Referring expression data:
==================================================

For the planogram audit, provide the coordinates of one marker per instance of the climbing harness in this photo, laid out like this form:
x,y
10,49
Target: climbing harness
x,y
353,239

==================================================

■ What you should do: Only an exact copy of the data above will do.

■ Solution for this exercise:
For the planogram audit, provide the coordinates of one marker per instance of the climbing harness in this photo, laid out like this form:
x,y
10,49
Target: climbing harness
x,y
353,239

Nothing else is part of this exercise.